Rewrite the records starting with the line containing "locate: belfry louvered" and going on through the last line of the records, requests included. Shift every coordinate in the answers by -75.

▶ _Records_:
========================
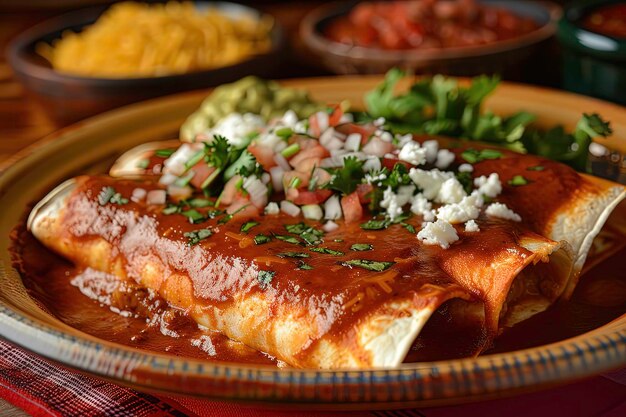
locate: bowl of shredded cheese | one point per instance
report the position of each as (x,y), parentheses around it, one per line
(95,59)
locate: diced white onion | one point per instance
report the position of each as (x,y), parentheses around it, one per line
(353,142)
(257,191)
(312,212)
(289,208)
(179,193)
(277,174)
(156,197)
(332,208)
(282,162)
(272,208)
(372,164)
(167,179)
(138,195)
(330,226)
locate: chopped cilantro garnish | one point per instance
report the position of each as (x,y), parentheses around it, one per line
(375,224)
(368,264)
(346,178)
(307,233)
(196,236)
(288,239)
(536,168)
(164,153)
(294,183)
(265,278)
(284,132)
(409,227)
(261,239)
(171,209)
(473,156)
(293,255)
(199,202)
(296,228)
(194,216)
(183,181)
(327,251)
(228,217)
(247,226)
(304,266)
(195,158)
(518,180)
(109,195)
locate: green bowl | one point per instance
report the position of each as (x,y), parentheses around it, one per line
(593,64)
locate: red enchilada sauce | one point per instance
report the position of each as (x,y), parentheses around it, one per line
(607,20)
(97,305)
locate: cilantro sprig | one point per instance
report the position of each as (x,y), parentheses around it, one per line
(441,106)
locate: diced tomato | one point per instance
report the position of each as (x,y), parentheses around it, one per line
(351,206)
(314,126)
(389,163)
(364,192)
(230,192)
(335,116)
(289,176)
(263,155)
(311,197)
(201,172)
(242,213)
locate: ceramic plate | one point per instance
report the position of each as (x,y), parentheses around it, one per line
(92,145)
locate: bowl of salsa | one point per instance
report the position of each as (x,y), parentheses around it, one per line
(456,37)
(593,38)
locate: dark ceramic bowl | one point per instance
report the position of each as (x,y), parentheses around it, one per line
(593,64)
(69,98)
(502,57)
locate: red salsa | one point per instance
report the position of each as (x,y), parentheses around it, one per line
(608,20)
(426,24)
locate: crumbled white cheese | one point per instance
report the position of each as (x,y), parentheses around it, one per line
(471,226)
(431,146)
(236,128)
(420,205)
(451,191)
(289,119)
(466,168)
(439,233)
(272,208)
(138,194)
(489,186)
(413,153)
(175,164)
(353,142)
(467,209)
(502,211)
(405,194)
(444,159)
(429,181)
(403,139)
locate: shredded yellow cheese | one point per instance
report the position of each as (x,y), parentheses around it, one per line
(139,40)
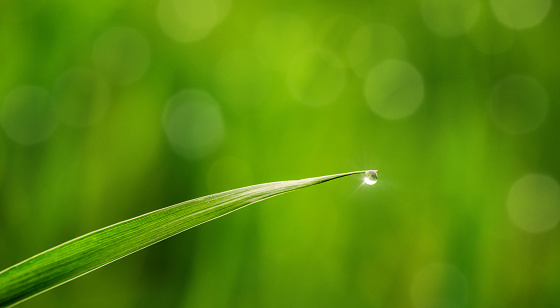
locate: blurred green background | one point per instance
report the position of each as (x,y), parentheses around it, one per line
(110,109)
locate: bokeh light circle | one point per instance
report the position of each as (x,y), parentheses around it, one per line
(191,20)
(394,89)
(439,285)
(448,18)
(193,123)
(122,55)
(518,104)
(520,14)
(316,77)
(81,97)
(28,115)
(533,203)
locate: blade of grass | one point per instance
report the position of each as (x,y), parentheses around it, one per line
(86,253)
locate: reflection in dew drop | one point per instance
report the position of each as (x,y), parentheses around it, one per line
(372,44)
(439,286)
(488,35)
(518,104)
(534,203)
(122,55)
(520,14)
(191,20)
(193,123)
(370,177)
(394,89)
(28,115)
(316,77)
(228,173)
(291,34)
(449,18)
(81,97)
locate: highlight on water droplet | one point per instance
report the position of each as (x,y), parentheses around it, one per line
(370,177)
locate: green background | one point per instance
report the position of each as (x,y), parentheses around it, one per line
(110,109)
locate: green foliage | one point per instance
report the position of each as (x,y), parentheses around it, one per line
(93,250)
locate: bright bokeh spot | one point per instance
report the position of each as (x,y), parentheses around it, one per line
(122,55)
(534,203)
(81,97)
(450,18)
(279,37)
(518,104)
(394,89)
(439,285)
(191,20)
(521,14)
(372,44)
(193,123)
(316,77)
(28,115)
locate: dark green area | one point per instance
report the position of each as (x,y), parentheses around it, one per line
(278,92)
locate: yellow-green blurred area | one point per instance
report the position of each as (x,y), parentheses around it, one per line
(110,109)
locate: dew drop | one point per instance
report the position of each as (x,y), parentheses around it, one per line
(370,177)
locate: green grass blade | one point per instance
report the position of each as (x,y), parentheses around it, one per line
(93,250)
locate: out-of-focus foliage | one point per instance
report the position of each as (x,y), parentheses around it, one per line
(110,109)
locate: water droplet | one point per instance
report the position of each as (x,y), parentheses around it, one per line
(370,177)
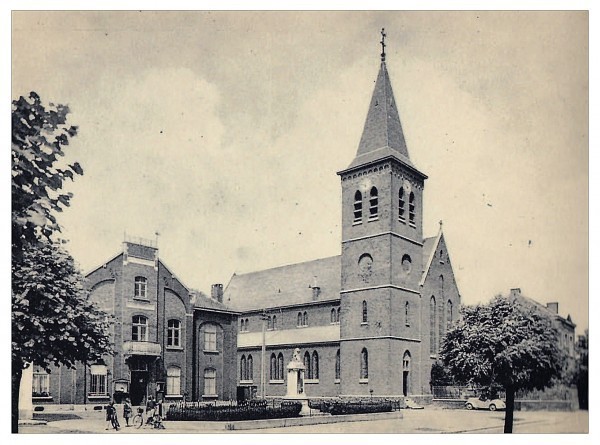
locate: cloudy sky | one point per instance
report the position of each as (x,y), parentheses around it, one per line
(223,132)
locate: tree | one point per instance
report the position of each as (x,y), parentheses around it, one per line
(509,343)
(38,137)
(53,321)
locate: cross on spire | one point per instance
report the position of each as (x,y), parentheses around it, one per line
(383,44)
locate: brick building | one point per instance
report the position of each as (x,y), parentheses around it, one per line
(170,342)
(368,321)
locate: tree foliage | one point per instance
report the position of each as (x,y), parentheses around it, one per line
(53,320)
(510,343)
(39,135)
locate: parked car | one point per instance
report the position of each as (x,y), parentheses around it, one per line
(484,403)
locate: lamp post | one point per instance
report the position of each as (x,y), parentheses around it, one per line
(263,354)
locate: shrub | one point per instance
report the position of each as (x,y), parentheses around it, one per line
(253,410)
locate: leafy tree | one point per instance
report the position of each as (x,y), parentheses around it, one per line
(53,321)
(38,136)
(509,343)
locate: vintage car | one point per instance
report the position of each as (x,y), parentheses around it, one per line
(484,403)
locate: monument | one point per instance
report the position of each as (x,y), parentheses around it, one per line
(295,382)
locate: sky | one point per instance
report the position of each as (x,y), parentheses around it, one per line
(223,132)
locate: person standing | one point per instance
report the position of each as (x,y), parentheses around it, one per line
(127,411)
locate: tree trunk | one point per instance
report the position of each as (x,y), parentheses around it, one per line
(510,409)
(17,372)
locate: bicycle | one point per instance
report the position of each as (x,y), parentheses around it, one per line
(155,420)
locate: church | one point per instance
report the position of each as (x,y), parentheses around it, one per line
(369,321)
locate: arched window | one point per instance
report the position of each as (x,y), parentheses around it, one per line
(307,367)
(364,364)
(433,326)
(365,317)
(210,382)
(315,365)
(411,207)
(140,288)
(357,207)
(401,204)
(210,337)
(139,328)
(243,369)
(173,381)
(280,366)
(174,333)
(373,203)
(273,368)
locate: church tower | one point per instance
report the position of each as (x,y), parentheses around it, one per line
(382,256)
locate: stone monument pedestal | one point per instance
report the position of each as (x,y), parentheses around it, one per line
(295,383)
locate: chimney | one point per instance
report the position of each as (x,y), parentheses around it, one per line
(316,292)
(552,307)
(216,292)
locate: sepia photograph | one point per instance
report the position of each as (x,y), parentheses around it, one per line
(299,222)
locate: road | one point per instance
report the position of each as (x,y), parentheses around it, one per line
(429,420)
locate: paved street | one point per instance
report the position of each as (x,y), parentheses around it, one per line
(429,420)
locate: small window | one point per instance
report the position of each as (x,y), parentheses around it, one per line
(98,375)
(358,207)
(401,204)
(411,208)
(210,337)
(139,328)
(365,317)
(210,382)
(280,367)
(174,333)
(364,364)
(173,381)
(140,288)
(41,382)
(373,204)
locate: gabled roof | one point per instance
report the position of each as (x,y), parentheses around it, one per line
(285,285)
(312,334)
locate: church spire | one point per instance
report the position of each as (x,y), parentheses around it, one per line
(382,134)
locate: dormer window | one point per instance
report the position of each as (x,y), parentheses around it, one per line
(140,288)
(357,207)
(373,204)
(401,204)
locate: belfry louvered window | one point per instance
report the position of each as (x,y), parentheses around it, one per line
(401,204)
(373,203)
(411,208)
(358,207)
========================
▶ _WRITTEN RESPONSE_:
locate: belfry louvered window | one point per instance
report the position of each as (x,y), parentheses around it, one per line
(326,129)
(298,128)
(336,133)
(283,132)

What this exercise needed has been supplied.